- [TEXT PASSAGE]
(begin)

Athletics Coliseum redevelopment plan 
The Coliseum, along with Oracle Arena and its surrounding parking lots, are owned 50% by the City of Oakland and 50% by the Athletics. The Athletics purchased their 50% share in 2018 from Alameda County, after the City of Oakland dropped a lawsuit that attempted to block the sale. As of July 2021, two Black-led redevelopment groups were vying for the chance to purchase the City's half of the site, one led by the African American Sports and Entertainment Group and the other by Dave Stewart and Lonnie Murray. In November 2021, the council voted to move forward with the plan proposed by the African American Sports and Entertainment Group.

Raiders 

Under any such replacement proposals, the Oakland Raiders would have presumably continued to play football in the Coliseum, although there were proposals for the Raiders to play at Levi's Stadium, the home of the San Francisco 49ers in Santa Clara as well as rumors regarding the Raiders' possible return to Los Angeles.

The Raiders proposed a 50,000-seat stadium in the same spot of the Coliseum in 2013. It would have cost $800 million, with $300 million coming from the Raiders, $200 million coming from the NFL's stadium loan program, and the final $300 million coming from the city. After the failure of the stadium plan, Raiders owner Mark Davis met with officials with the city of San Antonio on July 29, 2014, to discuss moving the Raiders to the city in time for the 2015 season; they would have temporarily played home games at the Alamodome until a new permanent stadium was built.

On September 3, 2014, the city of Oakland claimed it had reached a tentative deal to build a new football stadium in Oakland, which would have resulted in the Coliseum being demolished. The claim was met with silence from the Raiders, who continued to explore San Antonio, and opposition from Alameda County.

On February 19, 2015, the Raiders and the San Diego Chargers announced plans for a privately financed $1.7 billion stadium that the two teams would have built in Carson upon being approved to move to the Los Angeles market. Both teams said they would continue to attempt to get stadiums built in their respective cities. The stadium was approved by the Carson City Council but was defeated by the NFL who voted in favor of building Inglewood's SoFi Stadium and relocating the St. Louis Rams back to Los Angeles with the Chargers as the second LA team thus shutting out the Raiders from the Southern California market.

(end)

- [WORK REQUIRED]
Print the section of the passage on the Coliseum redevelopment and the Raiders starting with "On September 3, 2014, the" and going on through "from Alameda County.", copying it word for word.

- [RAW DATA]

(begin)

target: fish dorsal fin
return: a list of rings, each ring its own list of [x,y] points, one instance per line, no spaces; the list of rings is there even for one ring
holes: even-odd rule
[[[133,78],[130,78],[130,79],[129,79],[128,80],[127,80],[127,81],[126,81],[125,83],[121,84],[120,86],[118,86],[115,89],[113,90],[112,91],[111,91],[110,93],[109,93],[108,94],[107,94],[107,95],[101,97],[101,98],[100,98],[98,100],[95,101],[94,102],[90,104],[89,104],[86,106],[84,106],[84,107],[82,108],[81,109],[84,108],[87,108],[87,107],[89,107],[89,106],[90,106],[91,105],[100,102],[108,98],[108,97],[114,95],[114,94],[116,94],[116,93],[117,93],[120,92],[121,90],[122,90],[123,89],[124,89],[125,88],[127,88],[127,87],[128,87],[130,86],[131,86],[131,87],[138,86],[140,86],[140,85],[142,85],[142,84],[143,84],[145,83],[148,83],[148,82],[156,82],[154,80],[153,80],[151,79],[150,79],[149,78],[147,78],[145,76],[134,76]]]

(end)

- [EXPECTED ANSWER]
On September 3, 2014, the city of Oakland claimed it had reached a tentative deal to build a new football stadium in Oakland, which would have resulted in the Coliseum being demolished. The claim was met with silence from the Raiders, who continued to explore San Antonio, and opposition from Alameda County.